### Exercise text
((

The problem is that our lawmakers are not mirroring what the voters want.
"As soon as the land of any country has all become private property, the landlords, like all other men, love to reap where they never sowed, and demand a rent even for its natural produce."
"[the landlord leaves the worker] with the smallest share with which the tenant can content himself without being a loser, and the landlord seldom means to leave him any more."
"The landlord demands a rent even for unimproved land, and the supposed interest or profit upon the expense of improvement is generally an addition to this original rent. Those improvements, besides, are not always made by the stock of the landlord, but sometimes by that of the tenant. When the lease comes to be renewed, however, the landlord commonly demands the same augmentation of rent as if they had been all made by his own. "
"RENT, considered as the price paid for the use of land, is naturally the highest which the tenant can afford to pay in the actual circumstances. In adjusting the lease, the landlord endeavours to leave him no greater share of the produce than what is sufficient to keep up the stock"
"[Landlords] are the only one of the three orders whose revenue costs them neither labour nor care, but comes to them, as it were, of its own accord, and independent of any plan or project of their own. That indolence, which is the natural effect of the ease and security of their situation, renders them too often, not only ignorant, but incapable of that application of mind"
"[Kelp] was never augmented by human industry. The landlord, however, whose estate is bounded by a kelp shore of this kind, demands a rent for it"
"every improvement in the circumstances of the society tends... to raise the real rent of land."
- Adam Smith (Ch 11, wealth of nations) [Pasted this from a highly relevant reddit thread(0)]
Adam Smith has wrote extensively about how much he disliked Landlords. It's a great tragedy that most people consider him with only his capitalist aspects but he was worried (from what I feel like) about landlords and many people forget that.

))

### Problem set
A) Say whether each statement agrees with the text about landlords: (i) landlords ask rent even for land that has not been improved; (ii) kelp was increased by human industry; (iii) improvements are always paid for out of the landlord's stock. For each, answer yes or no and quote the deciding words.
B) Resume the text about landlords after its final sentence.
The dataset entries that come next are separate material, unrelated to the text about landlords.

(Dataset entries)
((

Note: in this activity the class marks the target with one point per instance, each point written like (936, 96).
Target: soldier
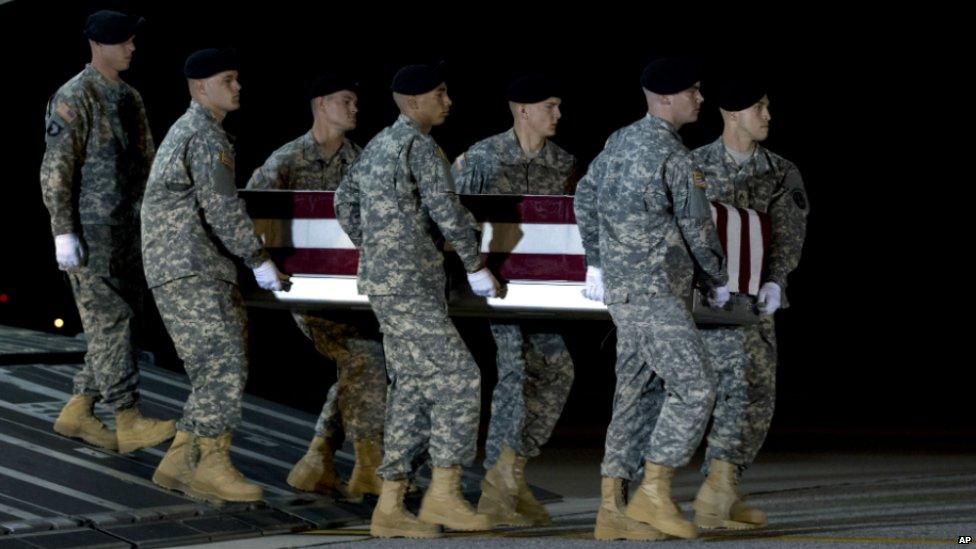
(193, 225)
(535, 370)
(356, 403)
(93, 175)
(390, 204)
(745, 174)
(644, 220)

))

### Exercise responses
A)
(i) Yes: "The landlord demands a rent even for unimproved land"
(ii) No: "[Kelp] was never augmented by human industry."
(iii) No: "Those improvements, besides, are not always made by the stock of the landlord, but sometimes by that of the tenant."

B)
So my point is, that Adam Smith would definitely be against polymarket betting because its a form of renting in some vague sense but more importantly an insider trading and just all the weird shenanigans that we also associate with the parasitic nature of landlords can be associated to polymarket gamblers/degenerate betters too (which is what this article talked about)
(Pardon me if this got long but I genuinely feel puzzled by the fact that not many people in the world know that adam smith, the father of capitalism, even he was against the rent-seeking practices which I feel like can also be talked about to how large social media/corporations are feeling rent seeking on their platforms/algorithms too)
A little ironic at the same time as well on how we justify the existence of these very things in the name of capitalism too. My feeling is that Adam Smith would feel some-what betrayed by what rent-seeking social media hubs and polymarket betting and crypto bro thing is being done in the name of capitalism, when he was so against the practices of rent-seeking.
(0): YSK: Adam Smith spoke of landlords as cruel parasites who didn't deserve their profits & were so "indolent" that they were "not only ignorant but incapable of the application of mind." : https://www.reddit.com/r/adamsmith/comments/zche7/ysk_adam_s...
(Also landlords only gain all the surplus when the entire system is super biased. It's not inherent to the concept of landlording. What's the alternative to having landlords anyway?)
> What's "parasitic" about the median person on the site?
The median is kinda skewed to be honest. The median you and I think is very few percentage points in my opinion.
Seriously? At least look up what words mean before you thesaurus them into your ideas.
I think you mean libertarian. Unless there’s some spicy details of Adam Smith’s life that the history books left out.
Your logical conclusion is a slippery slope. Lets follow your argument to it's logical conclusion, humans are evil therefore, regulate all their actions, imprison them, kill all humans OMG you are sooo evil I'm absolutely shook. How could you!
Why ought we take your misunderstandings to the"ir natural" extreme?